_Excerpts of location labeling data_.
────────────────

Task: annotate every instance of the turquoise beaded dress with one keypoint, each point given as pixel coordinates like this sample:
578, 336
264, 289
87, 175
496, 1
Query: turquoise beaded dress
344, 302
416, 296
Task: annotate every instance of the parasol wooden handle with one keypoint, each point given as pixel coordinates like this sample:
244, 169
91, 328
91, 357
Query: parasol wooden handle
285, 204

────────────────

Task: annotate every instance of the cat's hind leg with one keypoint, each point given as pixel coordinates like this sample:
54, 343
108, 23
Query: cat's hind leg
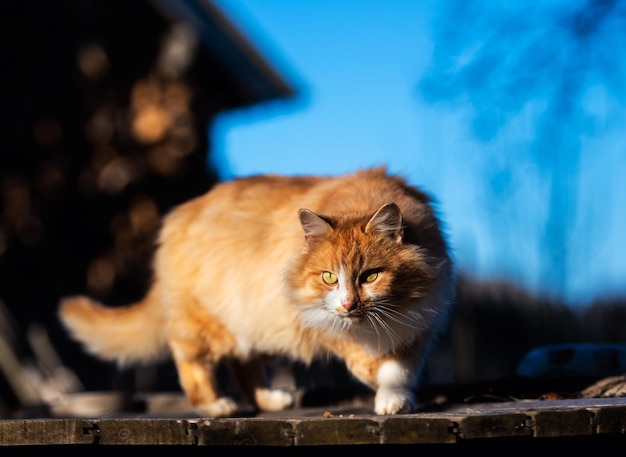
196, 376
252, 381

────────────────

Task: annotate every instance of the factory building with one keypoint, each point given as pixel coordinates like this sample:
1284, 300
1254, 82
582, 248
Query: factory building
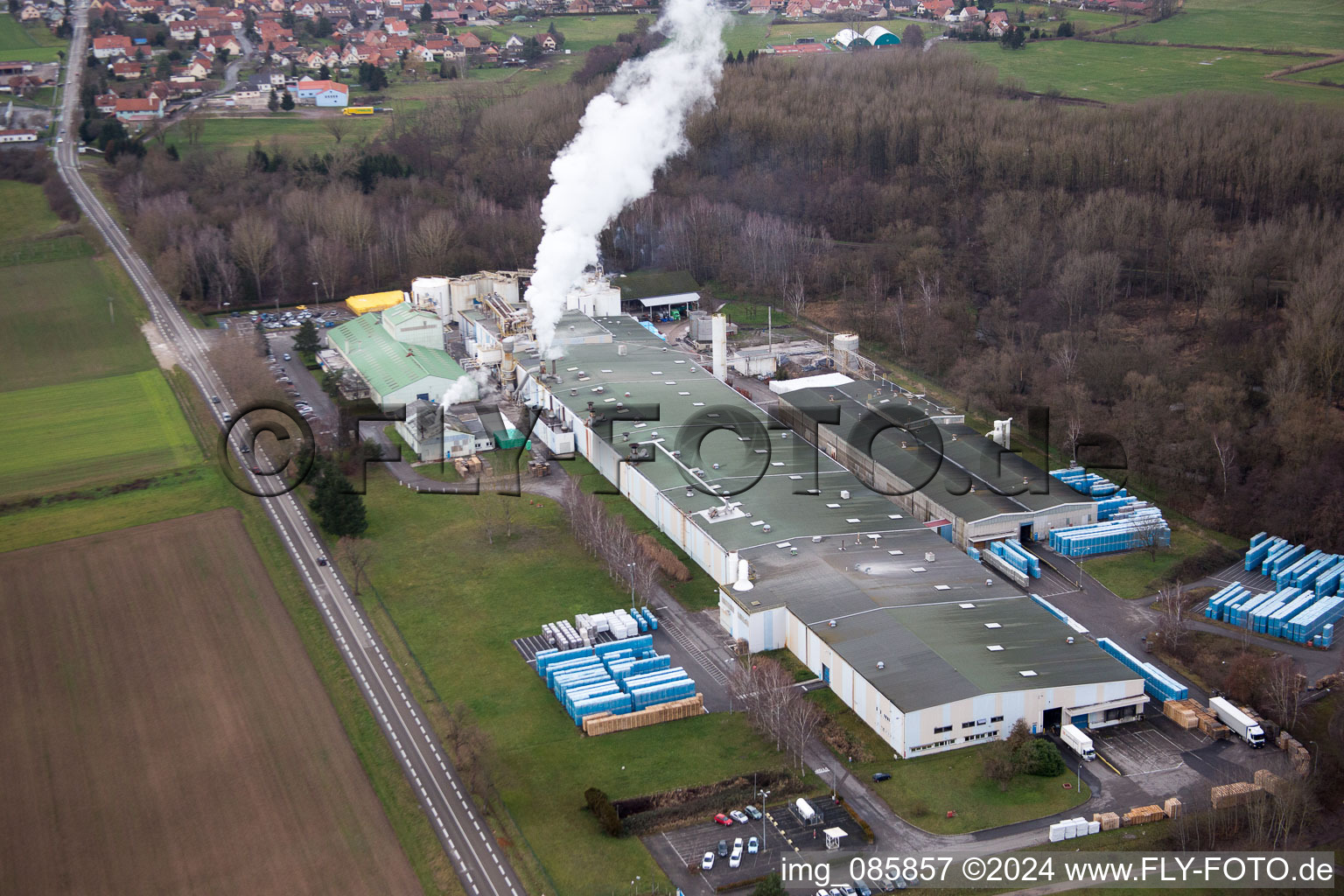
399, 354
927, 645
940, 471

────────────────

_Written instruction_.
Collect every line of the listing above that contains the string "annotate" and copy each one out.

_The completed task_.
Task: annotate every instance of the turquoise beaded dress with one keypoint, each point given as pixel coordinates like this sample:
Task: annotate every instance of the parasol wooden handle with one keypoint, each point given as pixel coordinates like this sample:
Task: annotate every instance of the cat's hind leg with one keypoint, each point given as pixel coordinates like this sample:
Task: annotate every instance of the factory building with one keypoint, each point given as pixel coordinates like this sample:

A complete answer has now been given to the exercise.